STATED PROBLEM:
Move every vertex coordinate in the outlines below by adding 97 to each x and y value, then write out every line of the entries again, with all wording unchanged.

MATERIAL SUPPLIED:
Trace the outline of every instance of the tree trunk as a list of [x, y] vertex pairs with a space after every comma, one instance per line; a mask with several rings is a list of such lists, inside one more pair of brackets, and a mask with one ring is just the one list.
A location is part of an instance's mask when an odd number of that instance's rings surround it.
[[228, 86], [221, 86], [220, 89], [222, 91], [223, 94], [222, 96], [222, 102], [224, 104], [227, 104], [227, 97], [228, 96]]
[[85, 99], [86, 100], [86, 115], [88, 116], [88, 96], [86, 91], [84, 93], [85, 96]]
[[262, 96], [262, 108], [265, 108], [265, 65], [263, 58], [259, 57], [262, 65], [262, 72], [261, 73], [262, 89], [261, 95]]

TASK ANSWER:
Trace the outline of every instance of the tree trunk as a list of [x, y] vertex pairs with a space after every comma, one instance per line; a mask with several rings is a list of such lists, inside one more pair of brackets, and a mask with one ring is just the one list.
A location is part of an instance's mask when an odd number of that instance's rings surround it.
[[325, 183], [318, 183], [317, 186], [319, 188], [320, 191], [319, 193], [319, 199], [321, 201], [324, 201], [324, 194], [325, 193]]
[[182, 196], [183, 197], [183, 212], [185, 213], [185, 193], [183, 188], [181, 190], [182, 193]]
[[359, 193], [359, 205], [362, 205], [362, 162], [360, 155], [356, 154], [359, 162], [359, 169], [358, 170], [359, 186], [358, 192]]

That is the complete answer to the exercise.